Stored data -
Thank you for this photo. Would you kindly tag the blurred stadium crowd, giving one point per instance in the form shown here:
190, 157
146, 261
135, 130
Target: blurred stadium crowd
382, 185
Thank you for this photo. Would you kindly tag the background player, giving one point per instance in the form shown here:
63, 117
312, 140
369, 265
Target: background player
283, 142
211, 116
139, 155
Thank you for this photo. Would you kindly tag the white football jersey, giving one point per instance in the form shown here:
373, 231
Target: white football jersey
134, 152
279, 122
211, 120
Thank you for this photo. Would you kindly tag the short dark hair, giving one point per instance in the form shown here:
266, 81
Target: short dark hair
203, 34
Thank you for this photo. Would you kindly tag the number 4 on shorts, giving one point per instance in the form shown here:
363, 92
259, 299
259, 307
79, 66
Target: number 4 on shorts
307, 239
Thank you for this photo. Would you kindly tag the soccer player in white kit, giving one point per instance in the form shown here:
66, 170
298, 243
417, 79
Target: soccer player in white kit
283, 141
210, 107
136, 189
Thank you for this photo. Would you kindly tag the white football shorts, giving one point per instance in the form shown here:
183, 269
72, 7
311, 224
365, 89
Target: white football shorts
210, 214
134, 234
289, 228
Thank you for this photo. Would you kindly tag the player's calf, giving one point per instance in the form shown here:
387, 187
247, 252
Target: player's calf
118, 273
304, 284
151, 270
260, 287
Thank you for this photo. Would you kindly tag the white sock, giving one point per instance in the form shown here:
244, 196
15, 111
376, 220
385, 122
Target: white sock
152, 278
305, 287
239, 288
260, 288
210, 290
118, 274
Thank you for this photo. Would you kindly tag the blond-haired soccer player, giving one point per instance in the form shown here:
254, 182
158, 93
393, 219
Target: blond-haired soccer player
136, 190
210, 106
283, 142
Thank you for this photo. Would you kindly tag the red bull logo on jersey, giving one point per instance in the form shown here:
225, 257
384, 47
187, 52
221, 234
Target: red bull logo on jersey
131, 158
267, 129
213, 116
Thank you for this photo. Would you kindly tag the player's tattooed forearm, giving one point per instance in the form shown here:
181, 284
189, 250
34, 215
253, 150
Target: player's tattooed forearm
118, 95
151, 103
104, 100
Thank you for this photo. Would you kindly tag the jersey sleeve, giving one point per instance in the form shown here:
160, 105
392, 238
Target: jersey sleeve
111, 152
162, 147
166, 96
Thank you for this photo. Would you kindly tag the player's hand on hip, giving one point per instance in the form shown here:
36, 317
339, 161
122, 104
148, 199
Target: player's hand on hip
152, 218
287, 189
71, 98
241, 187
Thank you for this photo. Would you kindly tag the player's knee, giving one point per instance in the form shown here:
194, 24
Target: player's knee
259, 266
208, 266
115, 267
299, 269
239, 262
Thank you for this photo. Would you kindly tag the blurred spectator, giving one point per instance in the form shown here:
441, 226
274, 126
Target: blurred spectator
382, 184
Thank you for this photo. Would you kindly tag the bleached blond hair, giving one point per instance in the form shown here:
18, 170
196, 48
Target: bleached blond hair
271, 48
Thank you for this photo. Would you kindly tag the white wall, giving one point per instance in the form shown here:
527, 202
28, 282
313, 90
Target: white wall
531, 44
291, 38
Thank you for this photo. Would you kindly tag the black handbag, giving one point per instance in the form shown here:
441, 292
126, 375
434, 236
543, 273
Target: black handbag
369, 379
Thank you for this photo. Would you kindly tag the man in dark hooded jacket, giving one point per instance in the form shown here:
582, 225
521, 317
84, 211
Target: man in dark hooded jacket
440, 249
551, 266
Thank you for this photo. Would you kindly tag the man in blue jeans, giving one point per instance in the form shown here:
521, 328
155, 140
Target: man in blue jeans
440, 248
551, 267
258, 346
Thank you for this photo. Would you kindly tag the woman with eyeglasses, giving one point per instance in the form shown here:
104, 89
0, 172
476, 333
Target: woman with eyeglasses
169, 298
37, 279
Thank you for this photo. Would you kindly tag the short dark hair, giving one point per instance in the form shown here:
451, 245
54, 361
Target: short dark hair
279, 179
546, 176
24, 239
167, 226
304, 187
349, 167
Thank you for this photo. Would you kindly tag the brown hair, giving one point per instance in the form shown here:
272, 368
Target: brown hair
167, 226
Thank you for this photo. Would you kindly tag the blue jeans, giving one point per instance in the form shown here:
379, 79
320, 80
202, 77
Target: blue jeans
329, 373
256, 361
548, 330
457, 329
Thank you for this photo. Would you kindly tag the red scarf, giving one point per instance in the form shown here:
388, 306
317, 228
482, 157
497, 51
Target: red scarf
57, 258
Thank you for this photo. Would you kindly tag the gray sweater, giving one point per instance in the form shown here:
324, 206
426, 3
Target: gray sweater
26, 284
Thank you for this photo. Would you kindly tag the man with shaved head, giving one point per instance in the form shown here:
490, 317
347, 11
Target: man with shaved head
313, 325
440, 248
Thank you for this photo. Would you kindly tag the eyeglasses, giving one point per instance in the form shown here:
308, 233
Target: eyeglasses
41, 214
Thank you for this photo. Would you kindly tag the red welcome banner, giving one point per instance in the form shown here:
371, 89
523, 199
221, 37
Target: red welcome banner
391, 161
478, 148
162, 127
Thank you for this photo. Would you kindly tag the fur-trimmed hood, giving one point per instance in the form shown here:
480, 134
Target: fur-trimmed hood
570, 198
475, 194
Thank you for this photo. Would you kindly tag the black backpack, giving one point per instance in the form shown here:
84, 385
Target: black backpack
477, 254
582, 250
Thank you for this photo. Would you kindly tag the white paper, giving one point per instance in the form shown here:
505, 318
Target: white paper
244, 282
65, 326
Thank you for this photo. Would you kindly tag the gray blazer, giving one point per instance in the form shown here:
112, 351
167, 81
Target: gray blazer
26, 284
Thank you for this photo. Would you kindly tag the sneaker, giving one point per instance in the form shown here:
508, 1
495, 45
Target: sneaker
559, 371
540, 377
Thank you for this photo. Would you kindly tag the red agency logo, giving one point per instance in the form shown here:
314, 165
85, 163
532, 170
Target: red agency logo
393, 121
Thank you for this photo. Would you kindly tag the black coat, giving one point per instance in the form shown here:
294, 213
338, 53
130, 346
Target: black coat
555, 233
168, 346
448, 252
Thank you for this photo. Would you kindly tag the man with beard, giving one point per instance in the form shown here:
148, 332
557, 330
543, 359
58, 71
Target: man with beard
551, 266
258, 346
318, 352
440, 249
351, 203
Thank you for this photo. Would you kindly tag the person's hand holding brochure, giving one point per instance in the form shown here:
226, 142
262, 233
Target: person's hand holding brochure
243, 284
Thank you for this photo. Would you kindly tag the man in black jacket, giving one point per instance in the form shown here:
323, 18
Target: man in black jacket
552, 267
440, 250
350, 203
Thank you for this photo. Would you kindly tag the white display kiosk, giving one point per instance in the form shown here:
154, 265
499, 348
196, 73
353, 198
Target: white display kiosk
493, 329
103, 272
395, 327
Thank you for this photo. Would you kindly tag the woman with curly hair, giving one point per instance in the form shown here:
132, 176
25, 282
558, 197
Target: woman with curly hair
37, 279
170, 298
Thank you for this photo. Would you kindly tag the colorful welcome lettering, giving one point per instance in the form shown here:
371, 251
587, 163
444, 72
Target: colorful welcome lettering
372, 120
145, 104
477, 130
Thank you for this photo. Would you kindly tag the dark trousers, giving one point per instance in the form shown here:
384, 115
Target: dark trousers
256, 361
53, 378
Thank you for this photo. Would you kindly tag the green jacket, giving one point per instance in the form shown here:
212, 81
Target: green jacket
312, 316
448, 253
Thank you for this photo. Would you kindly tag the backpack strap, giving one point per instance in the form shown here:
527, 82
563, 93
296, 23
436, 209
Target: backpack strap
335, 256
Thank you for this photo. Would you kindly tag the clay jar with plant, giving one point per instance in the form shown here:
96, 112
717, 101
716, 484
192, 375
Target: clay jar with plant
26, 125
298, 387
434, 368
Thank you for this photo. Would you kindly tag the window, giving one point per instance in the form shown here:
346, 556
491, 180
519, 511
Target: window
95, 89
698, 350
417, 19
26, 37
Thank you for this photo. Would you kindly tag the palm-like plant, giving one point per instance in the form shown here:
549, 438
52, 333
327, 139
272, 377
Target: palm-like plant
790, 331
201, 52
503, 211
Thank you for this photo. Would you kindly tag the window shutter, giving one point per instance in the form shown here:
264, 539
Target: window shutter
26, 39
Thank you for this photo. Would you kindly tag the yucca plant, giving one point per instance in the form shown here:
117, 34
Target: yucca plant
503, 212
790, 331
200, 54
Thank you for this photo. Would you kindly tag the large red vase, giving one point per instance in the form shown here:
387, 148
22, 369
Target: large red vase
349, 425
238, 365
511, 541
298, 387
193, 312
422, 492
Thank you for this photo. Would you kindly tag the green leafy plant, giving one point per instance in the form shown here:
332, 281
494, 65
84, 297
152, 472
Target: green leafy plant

What the task requires -
Please copy the stretch of the listing from the line containing "the green leafy" through its final line, word for word, with both of those lines included.

Task solution -
Thank you for this photo. Would you kindly tag the green leafy plant, giving one point per instance in the form shown here:
332, 281
494, 65
84, 297
152, 472
Target: green leafy plant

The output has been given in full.